## TASK ITEM A
Answer these from the brain stimulation text:
(i) What magnetic flux density, in Tesla, does the field reach?
(ii) What kind of waves comes from stimulating interneurons?
(iii) What frequency marks low-frequency protocols?
## TASK ITEM B
Retype the stretch of the brain stimulation text from "Usually, rTMS is" through "current stimulation (tDCS)" with no changes.

## TEXT FOR ANALYSIS
MECHANISMS OF ACTION

Transcranial magnetic stimulation (TMS)

TMS is based on the principle of electromagnetic induction by an electric current passing through a coil. In contact with conductive tissues (such as the brain), the generated magnetic field induces a secondary electric field.10 Unlike that of a static magnet, the magnetic field generated by the TMS device is variable within milliseconds, which leads to the induction of an electric field in the region under the coil. The magnetic field passes through the skin, bone, and fat (tissues with low electrical conductivity) essentially without resistance and with little deflection, which ensures that the induced current is relatively focal. However, there is a decline in intensity with increasing distance from the center of the coil, which causes the magnetic field (and induced current) to have relatively small penetration.10

The magnetic fields are produced with flux lines perpendicular to the plane of the coil. Within 0.1-0.6 ms, the field reaches a magnetic flux density comparable to that of the static field of a magnetic resonance imaging (MRI) coil, i.e., 1.5-3 Tesla. In a circular coil, the magnetic field is more concentrated on the internal periphery of the coil, with virtually no induced current at the center. The figure-of-eight coil is, in turn, more focal, with the sum of the field lines induced by each loop producing a more intense magnetic field at the center of the figure-eight. The secondary electric current induced in neurons is produced perpendicularly to the magnetic field, i.e., parallel to the plane of a flat-shaped coil.10

The effects of a single pulse of TMS on the motor cortex are usually measured using electromyography (EMG)-based motor evoked potentials (MEP). Each TMS pulse indiscriminately stimulates all neurons in the region where the stimulus is produced. However, depending on the depolarization threshold, orientation, and proximity of the coil, they may or may not fire. Stimulation of cortical-spinal pyramidal neurons when firing may produce direct waves (D waves), which are the first to be generated and of greater amplitude. Stimulation of interneurons generates indirect waves (I wave), which appear at regular intervals and with a smaller amplitude after the D wave. Different pulse intensities and coil positions may evoke different D-wave and I-wave patterns.10

The excitatory and inhibitory effects of rTMS are hypothesized to be long-term potentiation (LTP)- and long-term depression (LTD)-like. LTP and LTD are two mechanisms of synaptic plasticity that involve several biological phenomena and ultimately lead to synaptic strengthening (LTP) or weakening (LTD) (i.e., an increase or decrease in synaptic efficiency). The similarities between the effects of rTMS and LTP/LTD include: 1) rTMS induces effects beyond the period of stimulation; 2) the temporal pattern of stimulation is important for the direction of the effect; 3) the effects of rTMS depend on the prior activity of the neural network; 4) rTMS is involved in the expression of brain-derived neurotrophic factor (BDNF) and c-fos, molecules associated with LTP; 5) the effects of rTMS are inhibited by blockade of N-methyl-D-aspartate (NMDA) receptors; and 6) the effects of rTMS are associated with BDNF polymorphisms.11,12

Usually, rTMS is considered excitatory when using high-frequency protocols (HF) (≥ 10 Hz) or intermittent theta-burst stimulation (iTBS), and inhibitory when using low-frequency (LF) (≤1 Hz) protocols or continuous theta-burst stimulation (cTBS). However, these assumptions are rules of thumb and need to be experimentally verified for single applications. The clinical effects of rTMS are also influenced by the number of sessions, session length, intensity of the pulses (indexed according to the subject's motor threshold), the intervals between pulses and trains, number of sessions, session length, method used to position the coil, coil shape, and other factors.13

Transcranial direct current stimulation (tDCS)

## EXCERPTED DATA
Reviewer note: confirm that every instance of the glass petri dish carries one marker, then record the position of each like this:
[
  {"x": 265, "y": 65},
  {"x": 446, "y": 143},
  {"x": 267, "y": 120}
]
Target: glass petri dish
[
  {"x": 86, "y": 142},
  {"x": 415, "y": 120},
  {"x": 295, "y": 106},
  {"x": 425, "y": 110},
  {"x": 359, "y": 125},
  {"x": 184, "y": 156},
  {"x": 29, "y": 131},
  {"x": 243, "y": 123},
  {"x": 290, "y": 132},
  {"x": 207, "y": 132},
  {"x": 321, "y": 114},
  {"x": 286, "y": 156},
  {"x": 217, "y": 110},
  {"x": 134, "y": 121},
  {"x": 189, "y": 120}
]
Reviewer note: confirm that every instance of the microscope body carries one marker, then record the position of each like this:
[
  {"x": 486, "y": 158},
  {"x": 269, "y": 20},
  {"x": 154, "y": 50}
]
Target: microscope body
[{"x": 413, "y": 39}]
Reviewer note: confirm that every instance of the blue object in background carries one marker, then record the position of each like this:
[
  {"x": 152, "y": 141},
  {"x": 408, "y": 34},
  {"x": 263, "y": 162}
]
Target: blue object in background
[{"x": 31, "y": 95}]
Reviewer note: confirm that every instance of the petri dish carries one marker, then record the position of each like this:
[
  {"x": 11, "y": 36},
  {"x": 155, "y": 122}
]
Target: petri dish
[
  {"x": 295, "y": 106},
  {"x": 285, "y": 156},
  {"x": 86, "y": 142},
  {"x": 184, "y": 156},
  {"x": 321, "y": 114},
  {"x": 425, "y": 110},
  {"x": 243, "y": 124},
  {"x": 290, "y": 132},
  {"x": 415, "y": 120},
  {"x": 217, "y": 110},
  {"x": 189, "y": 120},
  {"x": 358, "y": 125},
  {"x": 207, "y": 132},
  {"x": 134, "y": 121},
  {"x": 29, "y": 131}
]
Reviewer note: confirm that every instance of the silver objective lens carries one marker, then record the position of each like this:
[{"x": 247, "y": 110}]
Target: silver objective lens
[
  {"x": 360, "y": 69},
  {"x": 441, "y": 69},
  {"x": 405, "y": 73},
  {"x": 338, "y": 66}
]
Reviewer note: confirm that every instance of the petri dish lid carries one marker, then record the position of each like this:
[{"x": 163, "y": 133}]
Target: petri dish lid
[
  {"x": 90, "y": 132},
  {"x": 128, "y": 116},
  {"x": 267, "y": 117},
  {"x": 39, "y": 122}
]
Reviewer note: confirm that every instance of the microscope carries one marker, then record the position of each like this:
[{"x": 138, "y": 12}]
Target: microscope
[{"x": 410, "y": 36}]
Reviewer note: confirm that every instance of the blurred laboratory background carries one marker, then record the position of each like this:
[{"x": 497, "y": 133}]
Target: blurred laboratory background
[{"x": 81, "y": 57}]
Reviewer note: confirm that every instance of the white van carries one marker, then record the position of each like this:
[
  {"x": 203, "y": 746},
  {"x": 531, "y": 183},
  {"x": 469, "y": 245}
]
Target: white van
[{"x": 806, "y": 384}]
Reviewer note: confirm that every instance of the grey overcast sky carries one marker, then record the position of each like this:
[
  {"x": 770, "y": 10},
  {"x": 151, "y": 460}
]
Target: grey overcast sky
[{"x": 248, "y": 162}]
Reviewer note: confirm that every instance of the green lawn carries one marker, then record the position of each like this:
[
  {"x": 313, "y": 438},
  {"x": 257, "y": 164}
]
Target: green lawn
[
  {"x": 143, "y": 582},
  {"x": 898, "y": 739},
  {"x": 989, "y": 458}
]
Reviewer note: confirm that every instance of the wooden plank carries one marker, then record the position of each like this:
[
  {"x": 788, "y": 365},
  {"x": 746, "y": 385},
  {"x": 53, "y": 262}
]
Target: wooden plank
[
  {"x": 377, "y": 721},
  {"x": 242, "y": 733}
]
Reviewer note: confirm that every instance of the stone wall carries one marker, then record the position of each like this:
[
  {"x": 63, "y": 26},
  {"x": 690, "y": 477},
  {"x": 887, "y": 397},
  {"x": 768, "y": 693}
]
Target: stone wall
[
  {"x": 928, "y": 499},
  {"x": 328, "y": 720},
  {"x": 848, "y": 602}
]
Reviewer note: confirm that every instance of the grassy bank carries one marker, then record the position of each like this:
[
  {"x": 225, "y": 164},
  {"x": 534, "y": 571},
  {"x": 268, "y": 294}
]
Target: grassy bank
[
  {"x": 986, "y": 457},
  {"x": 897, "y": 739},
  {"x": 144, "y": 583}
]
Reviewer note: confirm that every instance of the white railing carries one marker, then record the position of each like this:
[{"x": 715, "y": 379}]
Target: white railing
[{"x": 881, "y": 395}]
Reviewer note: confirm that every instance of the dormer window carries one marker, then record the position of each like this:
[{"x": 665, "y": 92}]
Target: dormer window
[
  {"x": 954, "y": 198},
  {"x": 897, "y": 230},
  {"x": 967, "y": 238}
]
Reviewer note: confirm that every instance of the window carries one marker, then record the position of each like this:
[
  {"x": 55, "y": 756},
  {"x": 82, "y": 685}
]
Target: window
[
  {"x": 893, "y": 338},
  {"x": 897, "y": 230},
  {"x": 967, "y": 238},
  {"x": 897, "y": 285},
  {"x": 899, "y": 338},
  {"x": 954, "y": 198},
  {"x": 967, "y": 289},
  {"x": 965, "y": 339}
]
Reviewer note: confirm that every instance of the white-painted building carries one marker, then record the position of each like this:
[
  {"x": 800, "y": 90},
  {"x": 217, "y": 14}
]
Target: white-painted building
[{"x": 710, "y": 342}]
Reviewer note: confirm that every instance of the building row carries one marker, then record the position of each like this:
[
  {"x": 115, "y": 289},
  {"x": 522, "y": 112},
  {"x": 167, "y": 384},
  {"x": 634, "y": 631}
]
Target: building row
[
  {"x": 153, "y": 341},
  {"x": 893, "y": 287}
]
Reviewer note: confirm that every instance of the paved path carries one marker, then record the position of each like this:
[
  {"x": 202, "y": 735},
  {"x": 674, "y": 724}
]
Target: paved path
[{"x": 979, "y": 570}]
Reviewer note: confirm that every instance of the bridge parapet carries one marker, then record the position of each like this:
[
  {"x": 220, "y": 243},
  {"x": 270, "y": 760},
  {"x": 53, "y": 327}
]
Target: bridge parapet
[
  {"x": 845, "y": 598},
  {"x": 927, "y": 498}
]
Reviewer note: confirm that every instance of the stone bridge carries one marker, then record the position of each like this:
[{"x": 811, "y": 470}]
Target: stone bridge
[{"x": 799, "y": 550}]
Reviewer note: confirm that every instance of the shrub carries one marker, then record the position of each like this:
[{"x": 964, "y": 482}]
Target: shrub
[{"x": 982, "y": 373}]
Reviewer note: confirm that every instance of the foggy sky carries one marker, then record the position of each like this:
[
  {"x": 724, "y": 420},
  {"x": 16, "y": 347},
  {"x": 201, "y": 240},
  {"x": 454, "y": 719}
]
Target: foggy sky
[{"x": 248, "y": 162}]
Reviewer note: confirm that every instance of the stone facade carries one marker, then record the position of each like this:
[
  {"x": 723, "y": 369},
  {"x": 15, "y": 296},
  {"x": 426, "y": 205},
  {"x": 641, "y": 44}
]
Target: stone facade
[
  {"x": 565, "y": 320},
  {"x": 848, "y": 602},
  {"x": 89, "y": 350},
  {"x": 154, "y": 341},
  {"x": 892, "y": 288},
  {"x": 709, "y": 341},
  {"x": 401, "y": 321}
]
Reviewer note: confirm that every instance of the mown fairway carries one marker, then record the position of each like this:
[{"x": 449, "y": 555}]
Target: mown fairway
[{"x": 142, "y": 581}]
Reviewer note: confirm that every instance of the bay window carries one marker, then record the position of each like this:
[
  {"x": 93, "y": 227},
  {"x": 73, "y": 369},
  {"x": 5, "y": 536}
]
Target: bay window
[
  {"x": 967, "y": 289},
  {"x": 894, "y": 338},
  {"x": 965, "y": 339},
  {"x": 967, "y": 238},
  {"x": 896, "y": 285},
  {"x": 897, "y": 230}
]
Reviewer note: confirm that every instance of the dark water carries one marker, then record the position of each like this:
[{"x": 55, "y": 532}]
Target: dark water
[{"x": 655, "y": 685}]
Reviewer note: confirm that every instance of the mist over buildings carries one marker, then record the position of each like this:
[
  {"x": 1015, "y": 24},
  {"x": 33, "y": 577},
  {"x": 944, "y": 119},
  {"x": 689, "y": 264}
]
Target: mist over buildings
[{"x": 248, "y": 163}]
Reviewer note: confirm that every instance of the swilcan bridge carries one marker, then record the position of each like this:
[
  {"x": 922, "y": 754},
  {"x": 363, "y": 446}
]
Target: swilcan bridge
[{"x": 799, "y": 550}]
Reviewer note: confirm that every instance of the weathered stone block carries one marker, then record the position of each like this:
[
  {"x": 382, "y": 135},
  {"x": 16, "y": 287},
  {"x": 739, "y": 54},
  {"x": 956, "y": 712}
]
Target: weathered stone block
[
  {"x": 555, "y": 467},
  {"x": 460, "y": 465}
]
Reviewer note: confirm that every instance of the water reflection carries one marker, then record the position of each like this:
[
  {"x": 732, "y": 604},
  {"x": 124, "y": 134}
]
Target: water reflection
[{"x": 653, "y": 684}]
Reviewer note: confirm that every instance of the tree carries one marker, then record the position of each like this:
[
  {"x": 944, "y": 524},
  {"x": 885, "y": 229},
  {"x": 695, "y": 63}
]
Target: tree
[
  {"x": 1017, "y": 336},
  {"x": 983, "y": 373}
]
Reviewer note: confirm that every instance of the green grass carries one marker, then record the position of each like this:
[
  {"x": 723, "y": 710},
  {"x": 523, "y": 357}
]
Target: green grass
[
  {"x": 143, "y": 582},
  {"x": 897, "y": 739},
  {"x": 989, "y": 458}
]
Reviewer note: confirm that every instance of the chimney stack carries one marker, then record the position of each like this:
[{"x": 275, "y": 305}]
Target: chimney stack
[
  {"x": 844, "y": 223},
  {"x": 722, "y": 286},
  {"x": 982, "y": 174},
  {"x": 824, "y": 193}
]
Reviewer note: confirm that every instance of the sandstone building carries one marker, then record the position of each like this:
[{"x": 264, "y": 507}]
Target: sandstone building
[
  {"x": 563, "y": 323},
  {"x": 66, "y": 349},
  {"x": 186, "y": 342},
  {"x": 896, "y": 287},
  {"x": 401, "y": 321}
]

## RESPONSE BOX A
(i) 1.5-3 Tesla
(ii) Indirect waves (I waves)
(iii) ≤1 Hz

## RESPONSE BOX B
Usually, rTMS is considered excitatory when using high-frequency protocols (HF) (≥ 10 Hz) or intermittent theta-burst stimulation (iTBS), and inhibitory when using low-frequency (LF) (≤1 Hz) protocols or continuous theta-burst stimulation (cTBS). However, these assumptions are rules of thumb and need to be experimentally verified for single applications. The clinical effects of rTMS are also influenced by the number of sessions, session length, intensity of the pulses (indexed according to the subject's motor threshold), the intervals between pulses and trains, number of sessions, session length, method used to position the coil, coil shape, and other factors.13

Transcranial direct current stimulation (tDCS)